● **Page excerpt**
Origins of Money

What is Money?

At first sight the answer to this question seems obvious; the man or woman in the street would agree on coins and banknotes, but would they accept them from any country? What about cheques? They would probably be less willing to accept them than their own country’s coins and notes but bank money (i.e. anything for which you can write a cheque) actually accounts for by far the greatest proportion by value of the total supply of money. What about I.O.U.s (I owe you), credit cards and gold? The gold standard belongs to history but even today in many rich people in different parts of the world would rather keep some of their wealth in the form of gold than in official, inflation-prone currencies. The attractiveness of gold, from an aesthetic point of view, and its resistance to corrosion are two of the properties which led to its use for monetary transactions for thousands of years. In complete contrast, a form of money with virtually no tangible properties whatsoever – electronic money – seems set to gain rapidly in popularity.

All sorts of things have been used as money at different times in different places. The alphabetical list below, taken from page 27 of A History of Money by Glyn Davies, includes but a minute proportion of the enormous variety of primitive moneys, and none of the modern forms.

Amber, beads, cowries, drums, eggs, feathers, gongs, hoes, ivory, jade, kettles, leather, mats, nails, oxen, pigs, quartz, rice, salt, thimbles, umiacs, vodka, wampum, yarns, and zappozats (decorated axes).

It is almost impossible to define money in terms of its physical form or properties since these are so diverse. Therefore any definition must be based on its functions.

Functions of Money

Specific functions (mostly micro-economic)

  • Unit of account (abstract)
  • Common measure of value (abstract)
  • Medium of exchange (concrete)
  • Means of payment (concrete)
  • Standard for deferred payments (abstract)
  • Store of value (concrete)

General functions (mostly macro-economic and abstract)

  • Liquid asset
  • Framework of the market allocative system (prices)
  • A causative factor in the economy
  • Controller of the economy

The table above comes from page 27 of A History of Money.

Not everything used as money as all the functions listed above. Furthermore the functions of any particular form of money may change over time. As Glyn Davies points out on page 28:

“What is now the prime or main function in a particular community or country may not have been the first or original function in time, while what may well have been a secondary or derived function in one place may have been in some other region the original which gave rise to a related secondary function… The logical listing of functions in the table therefore implies no priority in either time or importance, for those which may be both first and foremost reflect only their particular time and place.”

He goes on to conclude from this that the best definition is as follows:

Money is anything that is widely used for making payments and accounting for debts and credits.

Causes of the Development of Money

In his preface the author writes:

“Money originated very largely from non-economic causes: from tribute as well as from trade, from blood-money and bride-money as well as from barter, from ceremonial and religious rites as well as from commerce, from ostentatious ornamentation as well as from acting as the common drudge between economic men.”

● **Data**
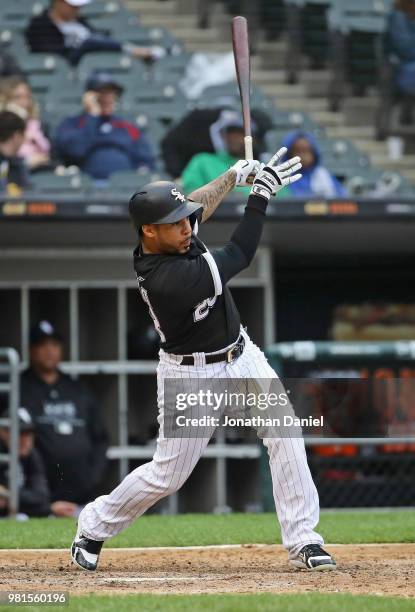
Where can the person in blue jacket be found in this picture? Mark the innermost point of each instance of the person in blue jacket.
(401, 43)
(316, 179)
(99, 141)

● **Task objective**
From the page on the origins of money, please extract the passage starting with "He goes on to" and going on through "debts and credits.", word for word.

● **Full answer**
He goes on to conclude from this that the best definition is as follows:

Money is anything that is widely used for making payments and accounting for debts and credits.